_What the task requires_
Transcribe all the entries word for word, skipping the pictures.

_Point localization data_

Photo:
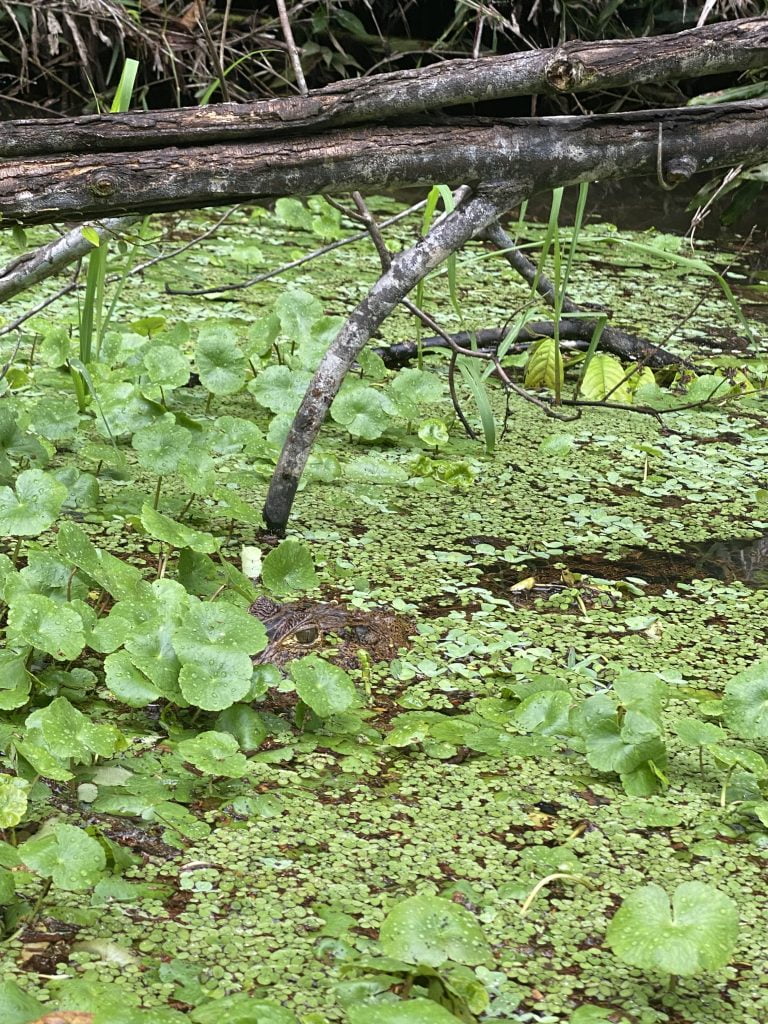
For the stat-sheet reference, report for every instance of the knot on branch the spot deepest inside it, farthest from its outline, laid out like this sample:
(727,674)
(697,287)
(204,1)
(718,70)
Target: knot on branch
(103,185)
(680,169)
(564,74)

_The answer_
Photo:
For the stat-sheet reference, report for every instance of the knot on branch the spot deepest inside it, farthest from its outline, laid out like this sample:
(727,674)
(697,287)
(204,1)
(718,70)
Target: knot on branch
(103,185)
(680,169)
(564,74)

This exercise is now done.